#### Requests:
(1) Answer these questions from the documentary review, please:
(a) For how many years did the man struggle with mental health?
(b) What did thousands of people rally together to do?
(c) After his death, what did several other people claim about him?
(2) List each thing the documentary review says the man wanted or sought to do. Leave out what he sought to avoid.
(3) Carry the documentary review forward from its last sentence.

:: Excerpt ::

In the end, this movie begs an important and very sad question. The man in this movie did everything he could to go off the grid and to die, alone and unknown, on his own terms. What he got instead was the exact opposite. Thousands of people rallied together to identify him and then, after his death, several other people claimed he was a terrible person. Of course, those people only came out of the woodwork once the story was known and notoriety was to be had, but even taken as true, one has to wonder what purpose this story served. This gentlemen clearly wanted nothing more than to fade into the abyss. Instead, he got sleuthed by a bunch of people who were more worried about Facebook moderator status than anything else. And then, in death, his entire life was unearthed and made public. That unearthing showed a guy who struggled with mental health for 41 years and sought to end his own life, maybe as penance and maybe as something else. It's truly none of our business, and it pains me to have watched this documentary and realized that my viewership was part of what this man sought to avoid.

:::
:: Data section ::

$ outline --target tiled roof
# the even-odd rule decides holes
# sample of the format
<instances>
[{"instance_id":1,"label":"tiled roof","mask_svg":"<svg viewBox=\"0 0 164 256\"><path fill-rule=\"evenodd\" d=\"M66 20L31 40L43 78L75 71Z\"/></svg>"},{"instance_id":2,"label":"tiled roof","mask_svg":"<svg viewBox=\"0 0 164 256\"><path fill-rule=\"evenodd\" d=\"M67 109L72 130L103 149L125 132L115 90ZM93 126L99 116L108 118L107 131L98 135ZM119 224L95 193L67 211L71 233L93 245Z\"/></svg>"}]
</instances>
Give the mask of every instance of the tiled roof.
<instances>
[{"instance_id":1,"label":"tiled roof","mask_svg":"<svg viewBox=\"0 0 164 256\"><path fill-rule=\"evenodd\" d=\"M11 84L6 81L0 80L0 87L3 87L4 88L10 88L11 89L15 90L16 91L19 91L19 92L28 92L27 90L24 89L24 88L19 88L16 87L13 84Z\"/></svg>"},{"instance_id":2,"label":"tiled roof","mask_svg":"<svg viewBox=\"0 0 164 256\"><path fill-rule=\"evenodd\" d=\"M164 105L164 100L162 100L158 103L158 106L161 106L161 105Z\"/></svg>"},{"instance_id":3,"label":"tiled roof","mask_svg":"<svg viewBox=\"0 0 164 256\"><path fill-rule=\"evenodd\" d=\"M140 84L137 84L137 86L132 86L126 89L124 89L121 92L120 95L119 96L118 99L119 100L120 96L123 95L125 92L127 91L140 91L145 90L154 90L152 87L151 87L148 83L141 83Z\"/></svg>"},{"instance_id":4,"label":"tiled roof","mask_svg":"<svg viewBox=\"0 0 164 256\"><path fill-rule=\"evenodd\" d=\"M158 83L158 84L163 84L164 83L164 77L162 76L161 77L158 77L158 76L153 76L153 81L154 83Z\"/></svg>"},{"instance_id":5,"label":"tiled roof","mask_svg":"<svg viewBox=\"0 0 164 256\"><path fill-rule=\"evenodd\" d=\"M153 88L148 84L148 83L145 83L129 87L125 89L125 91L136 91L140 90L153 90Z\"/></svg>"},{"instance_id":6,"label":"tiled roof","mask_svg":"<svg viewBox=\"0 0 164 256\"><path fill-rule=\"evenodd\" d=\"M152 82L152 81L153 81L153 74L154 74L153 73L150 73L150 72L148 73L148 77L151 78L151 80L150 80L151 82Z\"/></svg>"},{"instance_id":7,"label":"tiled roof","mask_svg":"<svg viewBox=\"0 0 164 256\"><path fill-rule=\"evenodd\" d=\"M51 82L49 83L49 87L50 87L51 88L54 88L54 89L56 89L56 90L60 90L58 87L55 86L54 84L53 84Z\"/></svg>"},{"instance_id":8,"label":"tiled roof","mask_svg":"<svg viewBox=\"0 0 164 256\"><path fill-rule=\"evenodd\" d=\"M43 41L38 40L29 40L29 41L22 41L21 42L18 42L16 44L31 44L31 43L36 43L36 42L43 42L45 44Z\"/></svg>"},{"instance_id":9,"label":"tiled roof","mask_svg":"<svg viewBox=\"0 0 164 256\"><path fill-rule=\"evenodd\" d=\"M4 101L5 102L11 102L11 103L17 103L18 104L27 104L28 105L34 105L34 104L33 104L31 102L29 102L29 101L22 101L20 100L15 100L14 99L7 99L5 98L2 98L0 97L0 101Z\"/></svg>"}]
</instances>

:::

#### Results in order:
(1)
(a) 41 years.
(b) To identify him.
(c) That he was a terrible person.

(2)
- Go off the grid
- Die, alone and unknown, on his own terms
- Fade into the abyss
- End his own life

(3)
This film is certainly "documentary" in nature in the sense that it tells a story. But the story is not what one expects, nor is it anything most people would care about. Had the focus been on "Mostly Harmless" and not on the women who could only be described as absolutely harmful, it could have been good. But, alas, this is the new HBO. And the new HBO is quantity over quality. There is plenty of quantity here, but the quality is not what it once was.

Shame on you HBO for phoning this one in. Perhaps a show would have been better than a movie this time around.